Problem to work on: Wherever "climber" appears in a line of the listing, that line should be returned.

Provided data:
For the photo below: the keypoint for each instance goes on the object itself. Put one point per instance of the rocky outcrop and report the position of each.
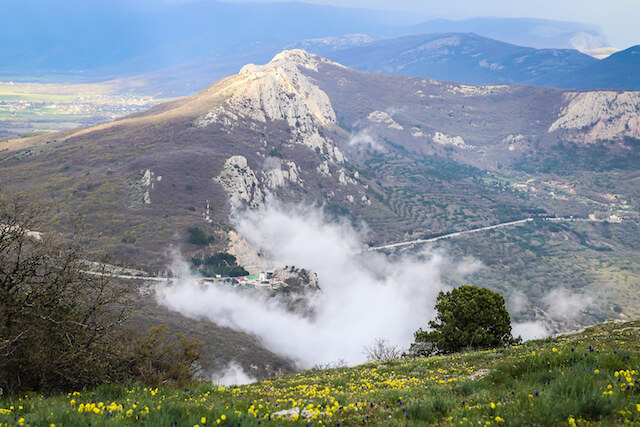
(278, 176)
(297, 278)
(246, 255)
(280, 90)
(385, 119)
(145, 185)
(604, 115)
(241, 184)
(444, 139)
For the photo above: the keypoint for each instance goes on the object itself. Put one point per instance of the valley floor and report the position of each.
(588, 378)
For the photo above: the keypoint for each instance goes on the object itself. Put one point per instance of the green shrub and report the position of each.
(467, 317)
(198, 237)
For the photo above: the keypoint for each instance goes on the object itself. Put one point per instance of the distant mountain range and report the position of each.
(179, 47)
(410, 157)
(462, 57)
(469, 58)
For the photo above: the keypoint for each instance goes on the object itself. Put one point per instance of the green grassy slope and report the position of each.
(589, 378)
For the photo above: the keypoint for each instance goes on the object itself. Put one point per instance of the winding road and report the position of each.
(475, 230)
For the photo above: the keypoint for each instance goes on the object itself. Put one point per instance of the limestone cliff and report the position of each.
(602, 115)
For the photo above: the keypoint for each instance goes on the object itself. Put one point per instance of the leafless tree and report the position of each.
(381, 351)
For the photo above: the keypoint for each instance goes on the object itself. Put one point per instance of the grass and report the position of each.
(591, 378)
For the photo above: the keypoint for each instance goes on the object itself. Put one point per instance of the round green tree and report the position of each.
(467, 317)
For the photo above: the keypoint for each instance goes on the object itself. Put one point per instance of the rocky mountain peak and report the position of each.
(290, 58)
(280, 90)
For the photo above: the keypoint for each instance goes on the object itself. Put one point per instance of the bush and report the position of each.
(467, 317)
(381, 351)
(198, 237)
(61, 327)
(221, 263)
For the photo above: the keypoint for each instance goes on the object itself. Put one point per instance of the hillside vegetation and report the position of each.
(589, 377)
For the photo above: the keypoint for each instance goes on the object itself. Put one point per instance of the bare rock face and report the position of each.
(384, 119)
(603, 115)
(456, 141)
(299, 279)
(279, 90)
(285, 172)
(246, 255)
(241, 184)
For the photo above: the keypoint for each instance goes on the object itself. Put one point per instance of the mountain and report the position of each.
(467, 58)
(618, 71)
(413, 158)
(123, 37)
(538, 33)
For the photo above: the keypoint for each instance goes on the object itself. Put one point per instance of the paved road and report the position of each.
(475, 230)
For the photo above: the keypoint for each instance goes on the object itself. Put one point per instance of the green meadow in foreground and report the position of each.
(587, 378)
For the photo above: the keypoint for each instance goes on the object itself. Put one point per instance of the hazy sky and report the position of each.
(618, 18)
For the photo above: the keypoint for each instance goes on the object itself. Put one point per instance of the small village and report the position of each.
(264, 280)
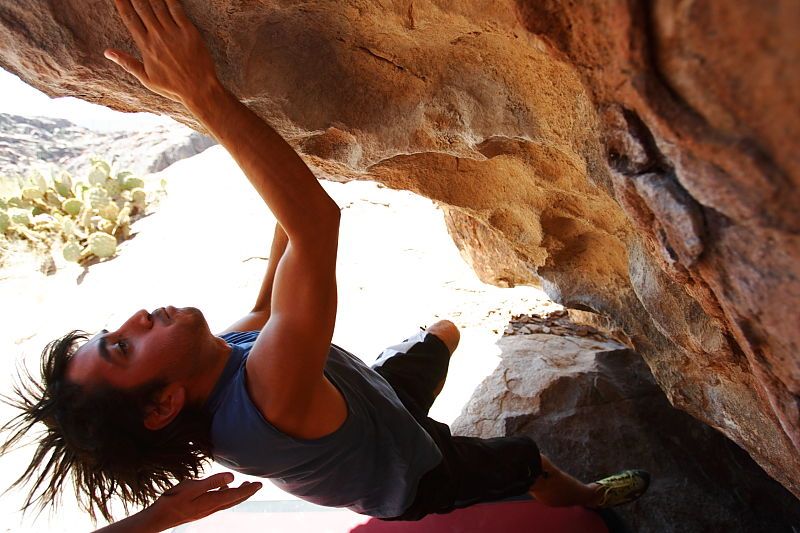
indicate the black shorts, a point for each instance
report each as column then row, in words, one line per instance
column 472, row 469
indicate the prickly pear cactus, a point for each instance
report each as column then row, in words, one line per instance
column 102, row 244
column 63, row 185
column 89, row 217
column 72, row 251
column 134, row 183
column 72, row 206
column 106, row 226
column 99, row 173
column 110, row 211
column 20, row 216
column 139, row 197
column 32, row 193
column 113, row 187
column 98, row 197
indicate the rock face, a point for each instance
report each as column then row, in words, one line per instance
column 640, row 157
column 594, row 408
column 27, row 142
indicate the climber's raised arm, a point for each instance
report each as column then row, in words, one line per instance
column 262, row 308
column 285, row 367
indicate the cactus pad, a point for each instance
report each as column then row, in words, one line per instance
column 72, row 206
column 20, row 216
column 98, row 197
column 72, row 252
column 134, row 183
column 32, row 193
column 102, row 244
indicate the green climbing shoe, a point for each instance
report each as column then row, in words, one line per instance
column 622, row 488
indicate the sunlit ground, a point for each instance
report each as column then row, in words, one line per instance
column 205, row 247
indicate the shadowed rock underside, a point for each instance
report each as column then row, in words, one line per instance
column 638, row 159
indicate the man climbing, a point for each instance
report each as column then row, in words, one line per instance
column 130, row 410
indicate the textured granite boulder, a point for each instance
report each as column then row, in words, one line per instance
column 640, row 157
column 594, row 408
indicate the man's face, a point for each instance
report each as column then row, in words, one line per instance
column 148, row 346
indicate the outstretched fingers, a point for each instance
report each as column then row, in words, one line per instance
column 228, row 497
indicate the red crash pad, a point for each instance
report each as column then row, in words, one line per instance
column 516, row 516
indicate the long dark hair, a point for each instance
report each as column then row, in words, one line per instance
column 95, row 437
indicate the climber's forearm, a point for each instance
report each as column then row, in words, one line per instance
column 301, row 205
column 264, row 298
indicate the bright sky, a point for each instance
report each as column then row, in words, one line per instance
column 19, row 98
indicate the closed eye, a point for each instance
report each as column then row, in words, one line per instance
column 123, row 346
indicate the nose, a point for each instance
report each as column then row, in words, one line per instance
column 139, row 320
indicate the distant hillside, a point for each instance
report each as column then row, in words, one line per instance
column 28, row 142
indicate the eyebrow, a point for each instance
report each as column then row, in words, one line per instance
column 101, row 345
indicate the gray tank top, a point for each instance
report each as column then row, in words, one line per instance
column 371, row 464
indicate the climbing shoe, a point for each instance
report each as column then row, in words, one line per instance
column 622, row 488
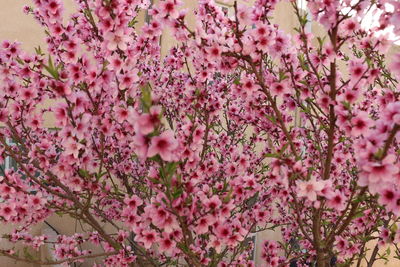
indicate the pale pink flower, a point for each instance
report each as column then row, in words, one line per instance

Task answer:
indicate the climber's raised arm, a point for each instance
indicate the climber's forearm, a point for each instance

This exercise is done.